**Data extract**
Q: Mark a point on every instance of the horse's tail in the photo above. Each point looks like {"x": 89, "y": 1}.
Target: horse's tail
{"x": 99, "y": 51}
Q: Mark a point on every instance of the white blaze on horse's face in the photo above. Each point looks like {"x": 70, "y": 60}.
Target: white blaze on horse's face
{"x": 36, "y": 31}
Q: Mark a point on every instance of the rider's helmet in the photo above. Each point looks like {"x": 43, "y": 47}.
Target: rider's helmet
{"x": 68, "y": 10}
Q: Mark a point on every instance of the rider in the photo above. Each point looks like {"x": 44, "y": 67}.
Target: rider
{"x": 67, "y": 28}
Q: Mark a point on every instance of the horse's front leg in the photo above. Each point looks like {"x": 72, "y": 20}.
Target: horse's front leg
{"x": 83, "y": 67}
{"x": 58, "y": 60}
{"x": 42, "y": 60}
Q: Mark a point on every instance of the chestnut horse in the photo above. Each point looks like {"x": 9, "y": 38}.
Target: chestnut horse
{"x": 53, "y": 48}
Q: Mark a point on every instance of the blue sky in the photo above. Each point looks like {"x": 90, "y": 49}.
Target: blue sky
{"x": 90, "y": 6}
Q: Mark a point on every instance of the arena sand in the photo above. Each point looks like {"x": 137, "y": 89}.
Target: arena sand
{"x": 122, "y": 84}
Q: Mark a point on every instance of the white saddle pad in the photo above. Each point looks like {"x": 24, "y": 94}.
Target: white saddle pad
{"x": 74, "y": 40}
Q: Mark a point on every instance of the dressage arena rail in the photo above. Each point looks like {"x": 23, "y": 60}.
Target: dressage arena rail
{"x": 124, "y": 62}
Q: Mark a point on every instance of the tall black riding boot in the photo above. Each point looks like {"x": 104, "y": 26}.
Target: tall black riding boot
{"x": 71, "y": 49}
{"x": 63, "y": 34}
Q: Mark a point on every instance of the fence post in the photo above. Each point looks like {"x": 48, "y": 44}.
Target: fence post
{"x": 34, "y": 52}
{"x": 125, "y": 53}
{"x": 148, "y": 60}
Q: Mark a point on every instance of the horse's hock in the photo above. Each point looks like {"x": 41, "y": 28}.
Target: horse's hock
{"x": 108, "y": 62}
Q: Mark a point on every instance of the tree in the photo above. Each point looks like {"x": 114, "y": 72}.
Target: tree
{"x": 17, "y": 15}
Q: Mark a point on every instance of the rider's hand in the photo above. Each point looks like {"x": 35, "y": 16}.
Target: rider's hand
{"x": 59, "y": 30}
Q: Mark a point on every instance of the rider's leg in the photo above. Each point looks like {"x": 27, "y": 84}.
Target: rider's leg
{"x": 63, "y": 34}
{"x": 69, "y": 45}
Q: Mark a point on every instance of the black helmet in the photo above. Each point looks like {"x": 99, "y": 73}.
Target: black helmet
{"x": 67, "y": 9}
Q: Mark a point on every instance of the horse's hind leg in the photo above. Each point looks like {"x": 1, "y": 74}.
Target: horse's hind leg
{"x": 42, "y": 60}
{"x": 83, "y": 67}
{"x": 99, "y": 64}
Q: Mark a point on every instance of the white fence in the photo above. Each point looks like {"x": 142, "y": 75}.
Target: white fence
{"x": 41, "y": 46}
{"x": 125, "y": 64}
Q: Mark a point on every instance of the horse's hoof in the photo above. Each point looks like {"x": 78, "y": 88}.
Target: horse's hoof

**Work order**
From first line to last, transcribe the material exactly.

**Finished exercise**
Q: Mark a point on every instance of the horse's tail in the photo above. Each point looks like {"x": 89, "y": 1}.
Target: horse's tail
{"x": 99, "y": 51}
Q: Mark a point on every instance of the white blaze on horse's face in the photo above. Each point looks like {"x": 70, "y": 60}.
Target: white blaze on horse's face
{"x": 36, "y": 31}
Q: Mark a point on every instance of the rider's helmet in the photo above. Each point looks like {"x": 43, "y": 47}.
Target: rider's helmet
{"x": 68, "y": 10}
Q: Mark a point on every instance of the rider in the photo above. Each point looks like {"x": 44, "y": 67}.
Target: rider
{"x": 67, "y": 28}
Q: Mark a point on every instance of the horse's front leg in the photo above. Each point looks like {"x": 72, "y": 20}.
Target: horse's front leg
{"x": 83, "y": 67}
{"x": 58, "y": 60}
{"x": 42, "y": 60}
Q: Mark a point on every instance of the chestnut horse in the photo above. Each point looks like {"x": 9, "y": 38}.
Target: chestnut horse
{"x": 53, "y": 48}
Q: Mark a point on every instance of the blue sky in the photo above. Each point looks like {"x": 90, "y": 49}.
Target: blue sky
{"x": 90, "y": 6}
Q: Mark a point on every instance of the arena sand in the photo above. Each point looks like {"x": 137, "y": 89}.
Target: arena sand
{"x": 122, "y": 84}
Q: Mark a point on every instance of the white saddle pad in the photo above. Each point looks like {"x": 24, "y": 94}.
Target: white saddle pad
{"x": 74, "y": 40}
Q: Mark a point on every instance of the dressage arena rail in the photo above. Each point looks like {"x": 23, "y": 60}.
Target: dressage arena rail
{"x": 124, "y": 62}
Q: Mark a point on every instance of the tall black riding boot in the photo above. Each point looks like {"x": 104, "y": 26}.
Target: tall black riding boot
{"x": 71, "y": 49}
{"x": 63, "y": 34}
Q: Mark a point on every instance of the fence post in the photo above. Each point looks like {"x": 48, "y": 44}.
Target: fence post
{"x": 34, "y": 52}
{"x": 125, "y": 53}
{"x": 148, "y": 60}
Q: Mark a point on every instance of the horse's hock in the photo above. Each point looks like {"x": 41, "y": 28}.
Target: horse's hock
{"x": 108, "y": 62}
Q: Mark a point on every instance of the tree in the photo above. Each point looks like {"x": 114, "y": 72}.
Target: tree
{"x": 17, "y": 15}
Q: Mark a point on every instance of the rider's hand in the photo above. Each point looks like {"x": 35, "y": 16}.
Target: rider's hand
{"x": 59, "y": 30}
Q: Mark a point on every instance of the rider's leg in the photo above. Each point looks like {"x": 27, "y": 84}.
Target: rider's leg
{"x": 63, "y": 34}
{"x": 69, "y": 45}
Q: Mark a point on every instance of the black helmet in the photo above. Each point looks like {"x": 99, "y": 73}.
Target: black helmet
{"x": 67, "y": 9}
Q: Mark a point on every instance of the horse's hind leg in the photo above. Each point looks like {"x": 1, "y": 74}.
Target: horse's hind leg
{"x": 42, "y": 60}
{"x": 83, "y": 67}
{"x": 99, "y": 64}
Q: Mark a point on every instance of the white fence in the photo above. Each point looks like {"x": 142, "y": 75}.
Target: white fence
{"x": 41, "y": 46}
{"x": 125, "y": 64}
Q: Mark a point on every instance of the horse's hoof in the photo above. Each point looks like {"x": 78, "y": 88}.
Target: horse's hoof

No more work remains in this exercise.